Source document =>
## begin
Tuesday, February 1, 2011

Window on Eurasia: ‘What Awaits Russia if a National Revolution Wins Out?’ Moscow Analyst Asks

Paul Goble

Vienna, February 1 – The revolutionary events in Tunisia and Egypt raise the possibility, one Moscow analyst says, that Russia too may be on the verge of its own, “sixth” revolution, one that would likely be far bloodier and more violent than the 1991 events and that could resolve some of Russia’s fundamental contradictions but only at an enormous cost.
In an essay entitled “Thoughts about the Unthinkable,” Grani.ru essayist Yevgeny Ikhlov says that because “every thoughtful statesman” should be thinking about that possibility in the wake of recent events, it is time to ask “what awaits Russia in the event of a victory of its National Revolution?’ (www.grani.ru/blogs/free/entries/185802.html).
(Ikhlov adds in a footnote that “only now has become clear the wisdowm of the neo-conservatives of the Bush team, who insisted on pushing democratic reforms across the entire world and in the first instance in the Near East, and all the idiotism of their post-liberal critics who asserted that enlightened authoritarianism is more useful for non-Western peoples.)
“The pan-Arab democratic revolution” is occurring at just the time when “the end of Putinism” appears to be at hand, Ikhlov says, and he suggests that Russia may face what some of the Arab countries have: a revolution when the armed forces, who had been willing to crush opponents, refuse to move “against His Highness the People.”
According to Ikhlov, “the Tunisian regime was not only headed by an Arab Medvedev, it literally fulfilled all the plans of step by step modernization, literally according to the INSOR ‘reminiscence about the future.’ And this was the result:” an Arab revolution, “anti-corruption and anti-authoritarian at its base” recalling “the chain reaction” in Eastern Europe 20 years ago.
In the Tunisian events, he continues, “there was no anti-modernist egalitarian impulse so much a part of the Islamist revolution of Khomeini [in Iran in 1979] and ‘popular Bolshevism’ [in Russia] in 1917-1920,” despite the predictions of many that these latest events would proceed along the same path.
## end
Written task 1 => Decide whether each of the following statements agrees with the Window on Eurasia article. For each, answer yes or no and quote the words of the article that decide it: (a) The Moscow analyst expects a Russian revolution to be less violent than the 1991 events. (b) Ikhlov's essay is titled "Thoughts about the Unthinkable." (c) Ikhlov says the Tunisian events contained an anti-modernist egalitarian impulse like that of Khomeini's revolution.

Entries provided =>
## begin
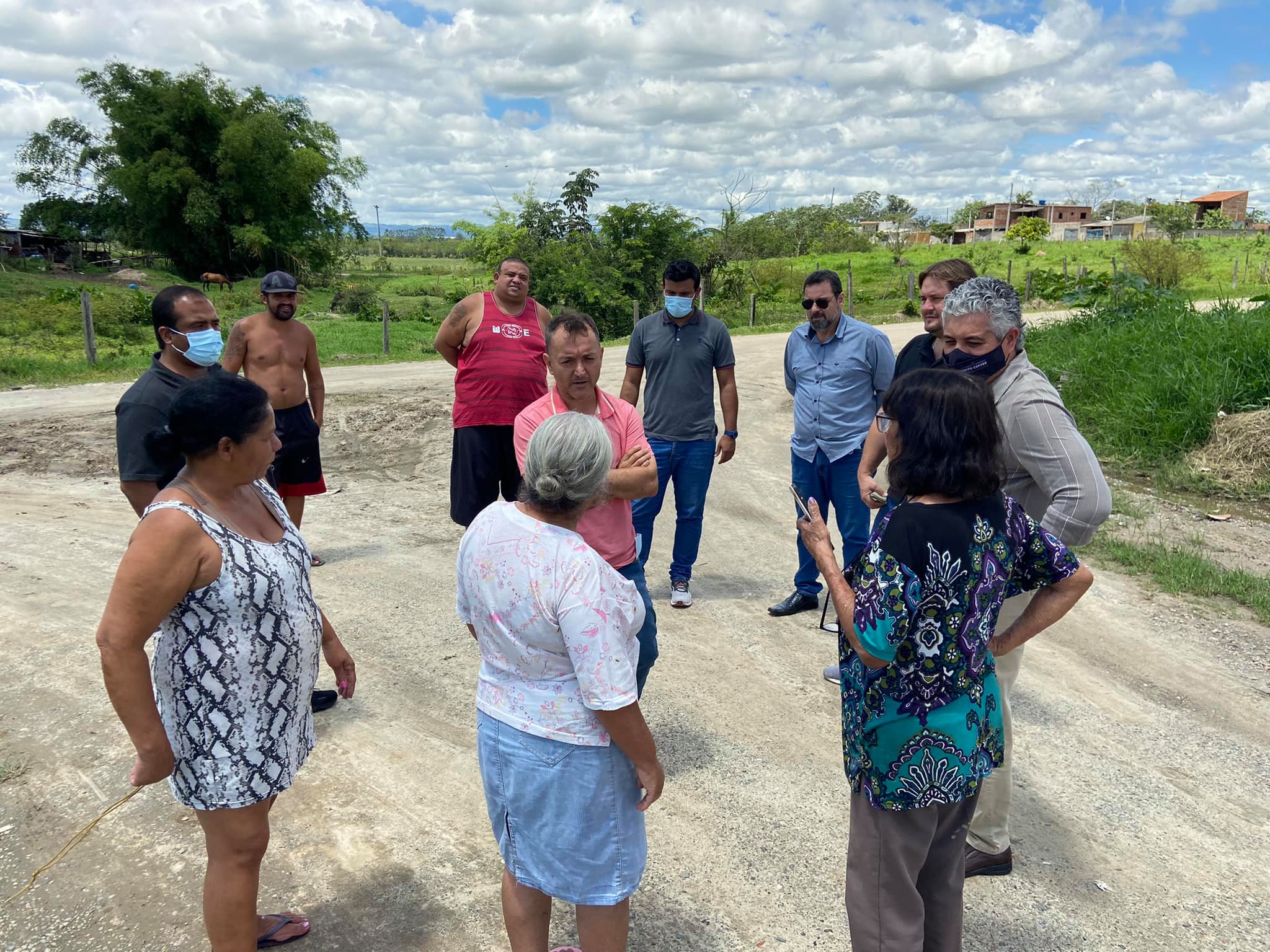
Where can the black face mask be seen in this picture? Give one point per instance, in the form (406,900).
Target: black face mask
(977,364)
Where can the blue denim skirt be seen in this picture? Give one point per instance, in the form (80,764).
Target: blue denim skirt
(563,814)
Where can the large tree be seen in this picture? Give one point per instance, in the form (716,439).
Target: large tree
(192,169)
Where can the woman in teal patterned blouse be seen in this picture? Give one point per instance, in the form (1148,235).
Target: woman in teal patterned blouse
(921,719)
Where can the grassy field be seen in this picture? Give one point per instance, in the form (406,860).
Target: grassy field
(41,338)
(1147,376)
(41,328)
(881,284)
(1184,570)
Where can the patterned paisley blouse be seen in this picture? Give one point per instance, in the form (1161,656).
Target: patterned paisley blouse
(926,729)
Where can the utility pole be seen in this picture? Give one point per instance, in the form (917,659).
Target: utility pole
(1010,205)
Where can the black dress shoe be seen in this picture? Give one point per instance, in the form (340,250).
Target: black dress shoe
(986,863)
(796,603)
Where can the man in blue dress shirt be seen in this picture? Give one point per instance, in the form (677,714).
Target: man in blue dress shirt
(837,369)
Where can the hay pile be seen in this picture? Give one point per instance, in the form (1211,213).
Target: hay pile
(1238,451)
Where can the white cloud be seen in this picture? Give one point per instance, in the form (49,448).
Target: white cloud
(1188,8)
(666,99)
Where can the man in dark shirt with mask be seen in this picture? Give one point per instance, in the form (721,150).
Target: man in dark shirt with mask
(189,332)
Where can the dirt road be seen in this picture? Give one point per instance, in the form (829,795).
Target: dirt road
(1143,739)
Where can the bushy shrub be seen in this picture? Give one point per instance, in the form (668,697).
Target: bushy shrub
(358,300)
(1166,265)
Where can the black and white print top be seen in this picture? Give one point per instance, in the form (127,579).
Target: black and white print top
(235,664)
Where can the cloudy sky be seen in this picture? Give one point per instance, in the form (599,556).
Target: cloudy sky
(940,102)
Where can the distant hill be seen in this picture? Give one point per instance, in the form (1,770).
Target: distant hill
(388,227)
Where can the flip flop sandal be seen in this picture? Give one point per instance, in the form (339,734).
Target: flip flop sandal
(269,942)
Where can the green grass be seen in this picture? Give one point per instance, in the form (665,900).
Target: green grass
(881,284)
(42,343)
(1185,570)
(41,340)
(1146,377)
(12,769)
(461,267)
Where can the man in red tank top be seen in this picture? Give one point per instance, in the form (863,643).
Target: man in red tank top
(495,340)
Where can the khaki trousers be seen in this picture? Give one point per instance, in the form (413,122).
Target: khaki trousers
(905,875)
(990,829)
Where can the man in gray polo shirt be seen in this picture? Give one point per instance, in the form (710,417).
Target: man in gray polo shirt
(685,351)
(1049,469)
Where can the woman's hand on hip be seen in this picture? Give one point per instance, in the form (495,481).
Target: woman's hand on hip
(151,767)
(342,664)
(652,778)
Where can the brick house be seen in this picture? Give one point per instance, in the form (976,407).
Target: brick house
(1232,205)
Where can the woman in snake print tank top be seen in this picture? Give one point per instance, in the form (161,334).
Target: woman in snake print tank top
(223,574)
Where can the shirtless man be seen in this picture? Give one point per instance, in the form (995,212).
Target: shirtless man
(281,356)
(497,342)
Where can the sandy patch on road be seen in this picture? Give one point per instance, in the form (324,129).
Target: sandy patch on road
(1142,726)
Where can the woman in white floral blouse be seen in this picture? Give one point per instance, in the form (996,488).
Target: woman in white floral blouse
(568,763)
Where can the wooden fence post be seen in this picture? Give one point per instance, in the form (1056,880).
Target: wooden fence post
(89,335)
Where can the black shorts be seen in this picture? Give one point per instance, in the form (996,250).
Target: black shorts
(483,462)
(298,466)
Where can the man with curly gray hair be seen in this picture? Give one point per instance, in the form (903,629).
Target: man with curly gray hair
(1049,469)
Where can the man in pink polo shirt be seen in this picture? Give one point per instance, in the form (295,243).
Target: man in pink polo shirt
(573,359)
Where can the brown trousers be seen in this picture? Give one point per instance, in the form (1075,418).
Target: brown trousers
(905,876)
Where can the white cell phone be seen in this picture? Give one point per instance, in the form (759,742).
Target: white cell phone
(802,503)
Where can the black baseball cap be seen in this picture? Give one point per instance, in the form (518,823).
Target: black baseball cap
(277,283)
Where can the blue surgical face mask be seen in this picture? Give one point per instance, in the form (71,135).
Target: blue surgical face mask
(203,348)
(680,306)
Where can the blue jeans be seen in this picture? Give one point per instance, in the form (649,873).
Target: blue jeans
(648,633)
(689,464)
(831,485)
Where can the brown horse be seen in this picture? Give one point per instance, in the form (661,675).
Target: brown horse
(210,278)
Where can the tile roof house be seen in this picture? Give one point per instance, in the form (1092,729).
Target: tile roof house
(1232,205)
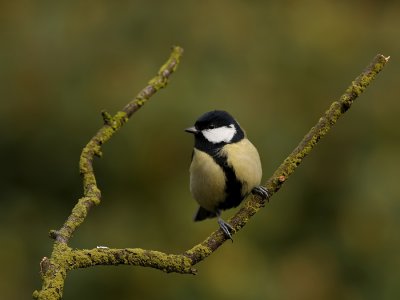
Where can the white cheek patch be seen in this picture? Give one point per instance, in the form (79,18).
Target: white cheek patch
(220,134)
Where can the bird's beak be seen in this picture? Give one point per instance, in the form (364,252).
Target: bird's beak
(192,130)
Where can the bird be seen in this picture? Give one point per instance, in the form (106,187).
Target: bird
(225,167)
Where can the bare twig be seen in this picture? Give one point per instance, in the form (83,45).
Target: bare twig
(64,259)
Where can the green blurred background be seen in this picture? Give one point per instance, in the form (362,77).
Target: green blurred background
(332,232)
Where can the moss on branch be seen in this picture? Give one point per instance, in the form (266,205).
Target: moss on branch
(64,259)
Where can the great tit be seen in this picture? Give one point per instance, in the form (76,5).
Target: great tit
(225,166)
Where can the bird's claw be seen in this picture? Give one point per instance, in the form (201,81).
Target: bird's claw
(261,191)
(226,228)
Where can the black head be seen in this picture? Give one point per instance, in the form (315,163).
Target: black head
(215,129)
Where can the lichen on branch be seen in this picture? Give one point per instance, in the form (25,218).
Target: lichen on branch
(64,259)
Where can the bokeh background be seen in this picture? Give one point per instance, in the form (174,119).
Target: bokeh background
(332,232)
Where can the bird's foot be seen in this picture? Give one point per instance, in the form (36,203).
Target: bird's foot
(261,191)
(226,228)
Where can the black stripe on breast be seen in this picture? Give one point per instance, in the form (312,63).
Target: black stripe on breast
(233,186)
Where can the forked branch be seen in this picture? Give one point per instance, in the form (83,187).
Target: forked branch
(64,258)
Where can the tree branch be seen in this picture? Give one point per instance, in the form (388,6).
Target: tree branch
(64,259)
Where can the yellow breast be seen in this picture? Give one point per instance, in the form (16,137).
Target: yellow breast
(207,181)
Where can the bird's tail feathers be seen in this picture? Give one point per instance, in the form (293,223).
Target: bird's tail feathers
(203,213)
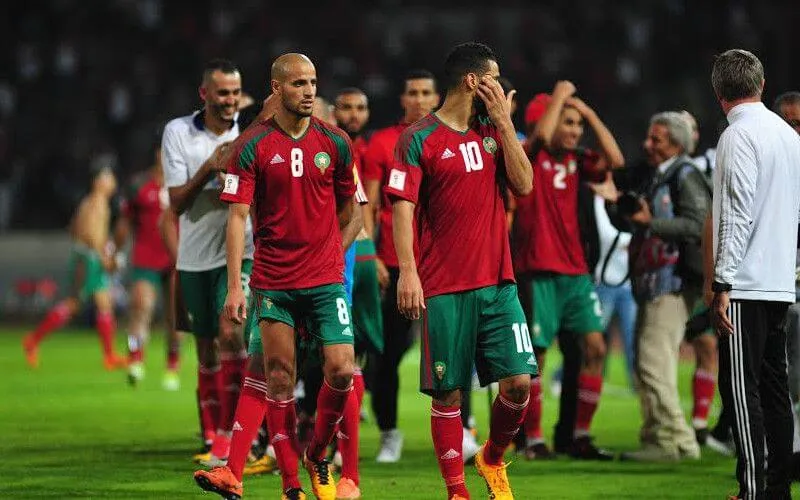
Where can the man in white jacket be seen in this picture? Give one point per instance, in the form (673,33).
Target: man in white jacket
(755,218)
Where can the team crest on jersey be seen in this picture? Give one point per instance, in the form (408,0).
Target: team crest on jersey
(490,145)
(439,368)
(322,160)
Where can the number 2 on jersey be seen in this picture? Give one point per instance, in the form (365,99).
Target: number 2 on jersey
(297,162)
(472,156)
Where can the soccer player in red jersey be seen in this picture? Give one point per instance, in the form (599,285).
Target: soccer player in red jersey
(297,173)
(450,170)
(144,205)
(419,98)
(556,288)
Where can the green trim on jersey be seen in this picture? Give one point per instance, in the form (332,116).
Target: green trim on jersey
(248,153)
(342,148)
(413,152)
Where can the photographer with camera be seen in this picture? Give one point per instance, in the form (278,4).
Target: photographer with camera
(666,270)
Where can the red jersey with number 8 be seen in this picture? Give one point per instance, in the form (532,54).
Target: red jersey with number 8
(294,185)
(456,180)
(546,236)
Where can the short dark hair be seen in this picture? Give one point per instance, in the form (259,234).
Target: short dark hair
(737,74)
(788,98)
(222,65)
(470,57)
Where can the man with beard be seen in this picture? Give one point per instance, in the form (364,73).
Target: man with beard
(419,98)
(297,173)
(192,149)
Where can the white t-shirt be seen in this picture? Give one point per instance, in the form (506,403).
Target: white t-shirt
(617,268)
(185,146)
(756,205)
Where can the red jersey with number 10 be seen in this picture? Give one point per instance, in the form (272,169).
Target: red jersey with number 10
(546,236)
(294,185)
(145,202)
(456,180)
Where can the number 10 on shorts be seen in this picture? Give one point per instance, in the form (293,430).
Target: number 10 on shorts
(523,337)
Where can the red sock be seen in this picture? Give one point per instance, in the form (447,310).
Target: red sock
(589,389)
(229,383)
(208,395)
(703,391)
(348,429)
(173,358)
(506,419)
(55,319)
(281,421)
(533,417)
(330,406)
(104,322)
(250,412)
(447,433)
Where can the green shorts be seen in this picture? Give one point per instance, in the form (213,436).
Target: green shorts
(204,294)
(86,272)
(485,328)
(322,310)
(367,311)
(155,277)
(555,302)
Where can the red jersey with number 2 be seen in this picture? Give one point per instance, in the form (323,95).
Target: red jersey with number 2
(294,185)
(455,179)
(546,235)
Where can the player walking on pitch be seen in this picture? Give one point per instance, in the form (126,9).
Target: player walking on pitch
(451,167)
(297,172)
(193,147)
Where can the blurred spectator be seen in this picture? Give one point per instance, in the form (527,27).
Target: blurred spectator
(114,71)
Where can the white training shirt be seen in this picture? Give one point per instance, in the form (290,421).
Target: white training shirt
(756,205)
(186,145)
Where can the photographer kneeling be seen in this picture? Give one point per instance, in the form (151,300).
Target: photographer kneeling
(666,271)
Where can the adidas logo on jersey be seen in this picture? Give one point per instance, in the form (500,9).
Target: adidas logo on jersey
(450,454)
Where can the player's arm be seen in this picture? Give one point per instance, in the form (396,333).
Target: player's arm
(351,230)
(235,303)
(546,127)
(518,167)
(168,228)
(405,179)
(608,145)
(410,297)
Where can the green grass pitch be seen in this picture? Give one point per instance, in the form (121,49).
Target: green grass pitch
(73,430)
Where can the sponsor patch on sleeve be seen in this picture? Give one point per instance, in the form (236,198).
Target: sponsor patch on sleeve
(231,184)
(397,179)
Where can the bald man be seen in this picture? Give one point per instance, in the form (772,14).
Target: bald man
(297,173)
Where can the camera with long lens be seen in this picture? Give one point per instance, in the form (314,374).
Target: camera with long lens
(629,203)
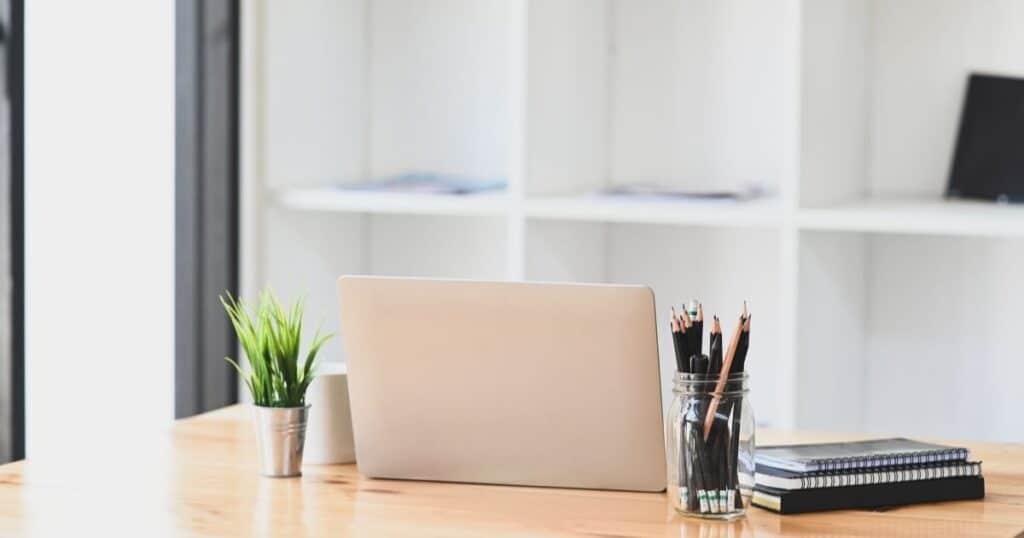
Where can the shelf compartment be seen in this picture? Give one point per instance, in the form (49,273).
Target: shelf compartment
(328,199)
(918,216)
(756,213)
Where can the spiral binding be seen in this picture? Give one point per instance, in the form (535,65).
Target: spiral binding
(890,474)
(890,460)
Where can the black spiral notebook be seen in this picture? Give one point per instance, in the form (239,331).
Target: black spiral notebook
(876,496)
(856,455)
(791,480)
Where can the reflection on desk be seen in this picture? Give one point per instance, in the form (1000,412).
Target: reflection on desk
(201,480)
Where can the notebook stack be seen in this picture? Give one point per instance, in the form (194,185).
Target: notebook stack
(863,474)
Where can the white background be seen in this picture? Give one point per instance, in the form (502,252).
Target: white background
(99,222)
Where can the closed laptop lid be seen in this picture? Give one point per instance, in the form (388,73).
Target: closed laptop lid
(525,383)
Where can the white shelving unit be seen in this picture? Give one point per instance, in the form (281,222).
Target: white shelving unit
(878,305)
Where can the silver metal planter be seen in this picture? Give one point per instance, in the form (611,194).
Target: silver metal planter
(282,432)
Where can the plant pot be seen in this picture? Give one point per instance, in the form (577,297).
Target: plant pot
(282,432)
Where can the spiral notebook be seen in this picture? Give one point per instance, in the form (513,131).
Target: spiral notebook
(790,480)
(856,455)
(873,496)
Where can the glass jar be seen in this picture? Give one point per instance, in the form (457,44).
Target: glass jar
(710,463)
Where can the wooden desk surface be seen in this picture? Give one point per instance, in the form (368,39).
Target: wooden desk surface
(201,480)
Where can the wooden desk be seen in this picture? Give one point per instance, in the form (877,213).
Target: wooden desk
(201,480)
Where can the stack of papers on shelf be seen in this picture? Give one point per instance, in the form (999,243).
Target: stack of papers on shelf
(657,192)
(428,183)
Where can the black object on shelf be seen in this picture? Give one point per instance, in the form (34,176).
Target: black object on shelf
(988,161)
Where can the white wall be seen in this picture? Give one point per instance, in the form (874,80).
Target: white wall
(99,221)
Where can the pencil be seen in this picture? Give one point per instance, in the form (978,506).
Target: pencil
(715,345)
(724,374)
(679,343)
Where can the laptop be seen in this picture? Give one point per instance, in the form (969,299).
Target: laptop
(499,382)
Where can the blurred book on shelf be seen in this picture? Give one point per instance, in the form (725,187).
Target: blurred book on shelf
(660,192)
(427,183)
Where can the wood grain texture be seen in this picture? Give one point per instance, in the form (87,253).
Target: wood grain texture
(201,480)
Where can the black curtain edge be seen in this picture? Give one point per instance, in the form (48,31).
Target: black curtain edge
(15,83)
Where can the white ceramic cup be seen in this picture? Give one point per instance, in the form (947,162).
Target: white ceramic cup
(329,431)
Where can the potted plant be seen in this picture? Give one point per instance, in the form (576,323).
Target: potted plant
(269,335)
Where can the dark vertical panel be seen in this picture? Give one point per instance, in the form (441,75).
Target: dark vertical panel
(12,394)
(207,201)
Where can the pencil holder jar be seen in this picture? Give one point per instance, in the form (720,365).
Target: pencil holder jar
(710,437)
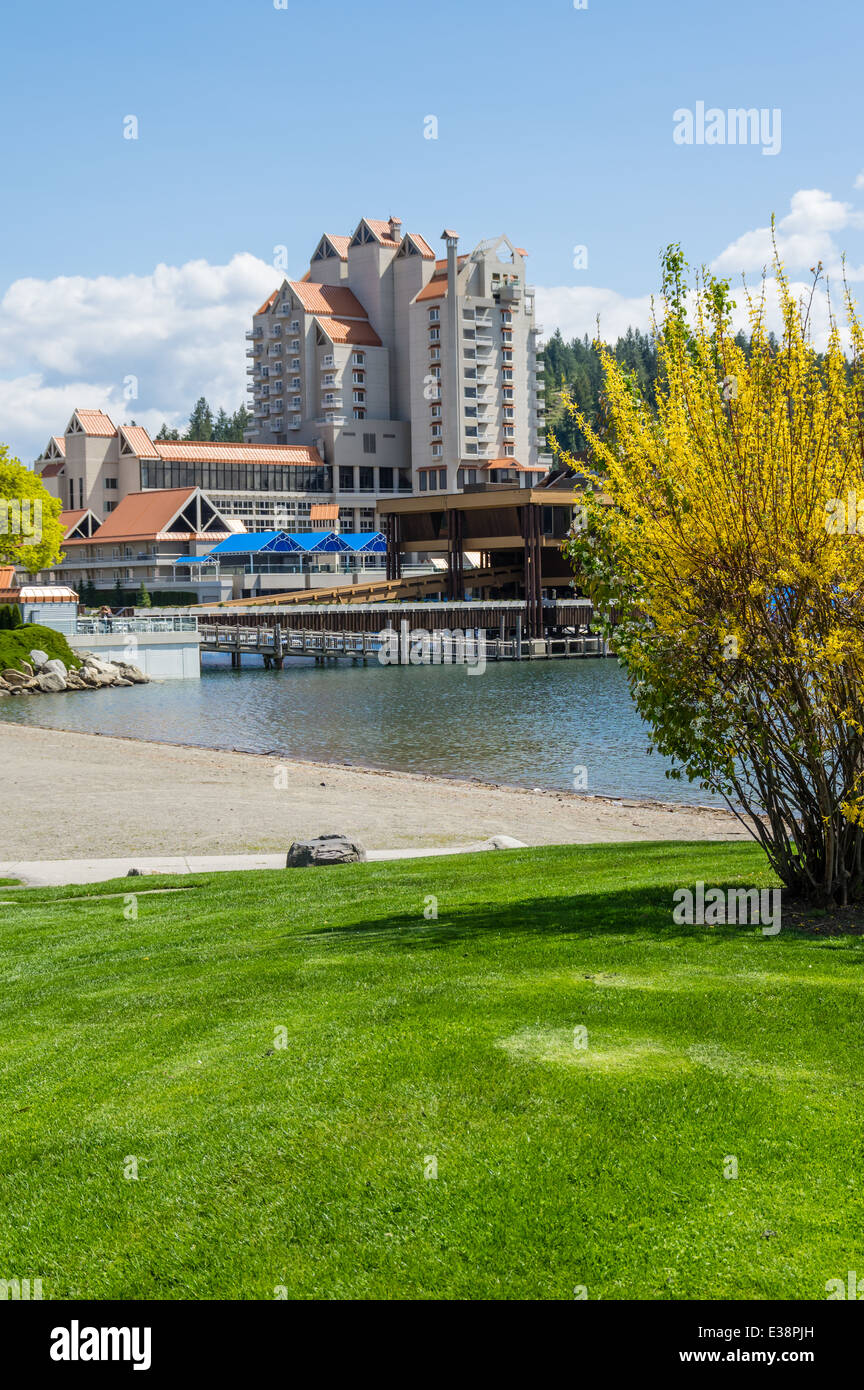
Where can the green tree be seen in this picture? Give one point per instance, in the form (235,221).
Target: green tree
(200,421)
(31,534)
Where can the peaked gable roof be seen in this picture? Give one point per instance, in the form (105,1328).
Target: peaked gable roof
(90,421)
(328,299)
(134,439)
(161,514)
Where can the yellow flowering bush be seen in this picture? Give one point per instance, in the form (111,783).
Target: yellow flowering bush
(721,545)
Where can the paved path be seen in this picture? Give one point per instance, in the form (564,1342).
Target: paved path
(50,873)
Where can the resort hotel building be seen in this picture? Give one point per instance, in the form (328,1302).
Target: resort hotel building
(381,373)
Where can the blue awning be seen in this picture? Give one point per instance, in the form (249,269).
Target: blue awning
(366,542)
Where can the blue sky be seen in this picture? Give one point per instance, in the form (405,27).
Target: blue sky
(263,127)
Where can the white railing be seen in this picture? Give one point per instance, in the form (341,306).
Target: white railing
(96,626)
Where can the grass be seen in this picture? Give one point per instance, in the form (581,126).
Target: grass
(302,1166)
(17,644)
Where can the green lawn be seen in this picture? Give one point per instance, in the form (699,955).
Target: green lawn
(409,1040)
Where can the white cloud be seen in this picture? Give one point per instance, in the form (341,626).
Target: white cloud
(575,312)
(804,236)
(179,331)
(74,342)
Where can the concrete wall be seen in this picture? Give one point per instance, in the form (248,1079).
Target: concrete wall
(161,655)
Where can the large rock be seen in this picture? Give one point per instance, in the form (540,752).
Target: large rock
(134,673)
(324,849)
(50,681)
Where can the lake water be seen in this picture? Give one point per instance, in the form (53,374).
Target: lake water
(527,723)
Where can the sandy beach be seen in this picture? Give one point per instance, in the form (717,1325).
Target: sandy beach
(75,795)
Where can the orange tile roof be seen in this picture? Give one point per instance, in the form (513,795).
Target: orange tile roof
(422,245)
(435,289)
(510,463)
(267,303)
(140,516)
(328,299)
(381,230)
(96,421)
(140,441)
(349,331)
(339,243)
(189,451)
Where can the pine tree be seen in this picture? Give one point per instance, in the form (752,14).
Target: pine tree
(200,421)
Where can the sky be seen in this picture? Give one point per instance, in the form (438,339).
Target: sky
(163,167)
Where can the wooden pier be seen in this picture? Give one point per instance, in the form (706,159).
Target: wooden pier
(402,634)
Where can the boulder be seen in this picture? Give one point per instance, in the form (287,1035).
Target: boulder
(134,673)
(324,849)
(50,683)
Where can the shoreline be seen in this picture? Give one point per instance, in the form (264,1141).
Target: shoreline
(74,795)
(650,802)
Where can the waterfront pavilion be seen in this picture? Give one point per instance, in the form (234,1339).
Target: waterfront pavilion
(518,533)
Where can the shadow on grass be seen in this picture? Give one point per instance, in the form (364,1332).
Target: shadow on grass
(642,913)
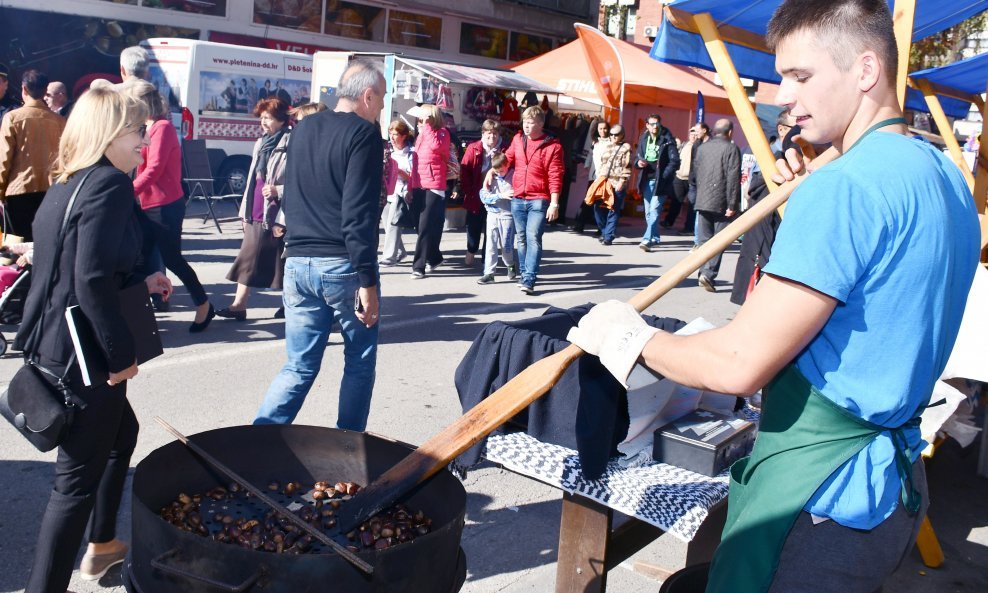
## end
Written task 2 => Copy out the lines of the records from the line containing "Where can the waterfront" up to and including the last line of the records, leaving out any pictures.

Full answer 1 =>
(a) No: "one that would likely be far bloodier and more violent than the 1991 events"
(b) Yes: "In an essay entitled “Thoughts about the Unthinkable,”"
(c) No: "there was no anti-modernist egalitarian impulse so much a part of the Islamist revolution of Khomeini"

Full answer 2 =>
Where can the waterfront pavilion be seen in this picture? Give one point per instance, in the form (234,1339).
Target: waterfront pavilion
(518,533)
Where can the shadow on grass be seen in this picture? Give one point per instance, in the form (364,1332).
Target: shadow on grass
(642,913)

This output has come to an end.